* [SELECTED EXCERPT]:
____

“Clean” mining? You missed a spot.

From clean coal to clean gold and clean cobalt, the label of “clean” is a standard we now come to expect from the natural resource industry in 2018.  If we look at a brief modern history of mining we see a troubled past. In the last century, the mining industry has contributed to a number of global problems; environmental degradation and the number of untimely and preventable deaths of workers.

A major push toward “clean” mining practises ensued near the end of the 20th century. Coming out on the other end, the mining industry has transformed to incorporate the use of “clean”, “green” technologies and practise. Yet, the industry’s preoccupation with the label of “clean” may be missing the mark and forgetting one of its most stubborn stains: Social governance.

Don’t Cry over Spilt Acid

Clean mining, in effect, got it’s name from just that- mines cleaning up their act. Most times this effort was applied after something had already gone wrong. Some of the common environmental issues mines have been forced to rectify include acid rock drainage (the outflow of acidic water from unearthed rock), toxic tailings, heavy power usage and poor waste management, all of these having social ramifications for mining communities and workers.

However, the clean narrative has given some companies a dirty name. Barrick Gold is one of them; however, after undergoing numerous litigations for environmental and human rights violations, the company has now become a leader in Corporate Social Responsibility.

The stigma associated with the clean versus dirty dichotomy has formed a barrier discouraging some companies and financial stakeholders to participate in social programs. In a sense, admitting the need to come “clean”,  by default might entail admitting to their “dirty” dealings.

Yet, it can be difficult to enforce “clean” mining standards in demanding social environments. Where there are abject conditions, where government structures are unreliable and the mines attract unwanted attention from local communities,  including illegal miners and migrant workers even companies committed to ethical operation will encounter challenges. Apart from the stigma associated with the polarity of clean/dirty mining, it is this nuanced understanding of social conditions that is lacking in the terminology.

____

* [ACTIVITY]: In the piece on "clean" mining, which company became a leader in Corporate Social Responsibility after facing numerous lawsuits over environmental and human rights violations?

* [DATA EXTRACT]:
____

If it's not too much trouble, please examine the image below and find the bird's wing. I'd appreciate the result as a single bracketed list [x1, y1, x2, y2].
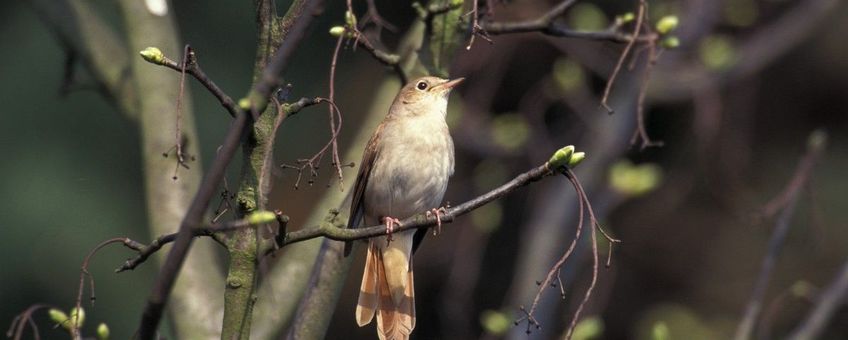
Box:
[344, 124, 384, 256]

____

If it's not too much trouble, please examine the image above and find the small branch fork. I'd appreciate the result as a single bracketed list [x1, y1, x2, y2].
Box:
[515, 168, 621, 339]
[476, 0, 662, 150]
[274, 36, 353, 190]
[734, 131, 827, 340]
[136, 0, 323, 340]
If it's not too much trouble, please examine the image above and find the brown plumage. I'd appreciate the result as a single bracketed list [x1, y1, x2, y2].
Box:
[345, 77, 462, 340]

____

* [ANSWER SPACE]: Barrick Gold